▸ GIVEN PASSAGE:
....
- Also known as: The Himig Singers
- Origin: Davao City, Philippines
- Genres: Gospel choir
- Years active: 1988–present
- Members: http://himigsingers.org/blog/current-members
- Website: http://himigsingers.org/

= The HiMiG Singers =

Philippine choral group

The HiMiG Singers are a choral group from Davao City in the Philippines.

==History==
The group was originally formed in 1988 (DCHS Singing Teens) as a secular choir whose founder, musical director & conductor was Mrs. Evangeline Matunog Lapore, DCHS music teacher, a Davao known artist and soprano with a Bachelor of Music Degree majoring in Voice from Silliman University, winner of the NAMCYA in 1968 & DEPED Music Supervisor.
In 1987 original members of the DCHNS (Davao City National High School) choral group "singing teens" joined the NAMCYA at the CCP (Cultural Centre of the Philippines) and toured in Baguio City. After that competition in September 1988 pioneer tenor, concert artist & conductor Mr. Rey Allan Lacuin, while he was a freshman in college, with other members of the group Channy Prieto & Gen Dempsey (secretary) gathered to organise and form the Himig Singers. The group's first accompanist was Gregorio "Greg" Canceran through the Singing Teens' conductor and founder eventually advisor ("Ma'am Vangie Lapore).
....
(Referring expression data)
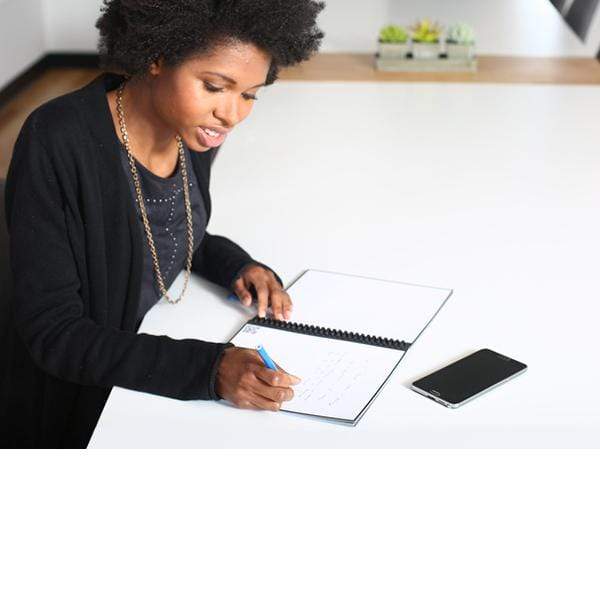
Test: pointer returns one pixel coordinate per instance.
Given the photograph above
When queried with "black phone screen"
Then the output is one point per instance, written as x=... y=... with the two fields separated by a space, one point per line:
x=469 y=376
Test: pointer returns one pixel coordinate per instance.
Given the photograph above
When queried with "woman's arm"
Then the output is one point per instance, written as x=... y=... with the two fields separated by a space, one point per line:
x=49 y=311
x=222 y=261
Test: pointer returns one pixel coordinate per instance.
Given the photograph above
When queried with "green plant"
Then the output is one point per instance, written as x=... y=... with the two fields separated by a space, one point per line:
x=426 y=31
x=393 y=34
x=461 y=33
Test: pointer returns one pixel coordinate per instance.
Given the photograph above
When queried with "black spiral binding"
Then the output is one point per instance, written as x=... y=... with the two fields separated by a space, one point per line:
x=326 y=332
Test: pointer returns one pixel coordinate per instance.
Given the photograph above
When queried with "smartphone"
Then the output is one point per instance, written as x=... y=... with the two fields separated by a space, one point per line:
x=469 y=377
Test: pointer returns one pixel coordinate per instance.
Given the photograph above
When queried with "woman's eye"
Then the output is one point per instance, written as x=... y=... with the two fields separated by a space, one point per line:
x=211 y=88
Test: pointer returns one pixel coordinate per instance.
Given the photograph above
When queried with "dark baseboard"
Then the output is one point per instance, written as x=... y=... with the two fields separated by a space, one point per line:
x=50 y=60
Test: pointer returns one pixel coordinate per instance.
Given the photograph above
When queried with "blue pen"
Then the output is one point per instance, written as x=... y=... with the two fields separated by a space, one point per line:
x=266 y=358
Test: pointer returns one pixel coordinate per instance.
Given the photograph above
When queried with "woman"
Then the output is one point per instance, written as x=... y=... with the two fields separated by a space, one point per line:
....
▸ EXERCISE SET:
1: Quote the HiMiG Singers text word for word from "The HiMiG Singers are" to "DEPED Music Supervisor.".
2: Extend the account of the HiMiG Singers beyond the last sentence it gives.
The entries have nothing to do with what is asked here.

▸ EXPECTED RESPONSES:
1:
The HiMiG Singers are a choral group from Davao City in the Philippines.

==History==
The group was originally formed in 1988 (DCHS Singing Teens) as a secular choir whose founder, musical director & conductor was Mrs. Evangeline Matunog Lapore, DCHS music teacher, a Davao known artist and soprano with a Bachelor of Music Degree majoring in Voice from Silliman University, winner of the NAMCYA in 1968 & DEPED Music Supervisor.

2:
According to the founder Mrs. Lapore, "We founded the Himig Singers in September 1988 in my chorus room at BL building (DCHNS)! Since I was promoted as Division Supervisor for Music I could no longer handle the group I made an arrangement w/ Rev. David Geconcillo (UCCP Pastor) for them (the himig singers) to practice at UCCP City Church taking Greg Canceran as their accompanist, Alan Rey Lacuin, conductor and Channy Prieto assisting Alan in the concerns of the choir and reports to me in whatever their activities were!" these were the exact response of Ma'am Lapore and if you like to know more about the groups history you can verify these facts by asking those names mentioned above how the HIMIG SINGERS came about.

After two years as himig singers ...

In 1990, Alvin "Bong" Aviola inherited the group and became the group's musical director

===The HiMiG Gospel Singers===
In 2005 during a tour of Canada, a smaller choir was formed and specialised in gospel and Christian contemporary music. The choir was named The HiMiG Gospel Singers and mostly sing at smaller venues such as local churches.

==Awards==
In 2007, the group won the top prize in the mixed vocal ensembles category at the First Asian Choir Games, held in Jakarta, Indonesia.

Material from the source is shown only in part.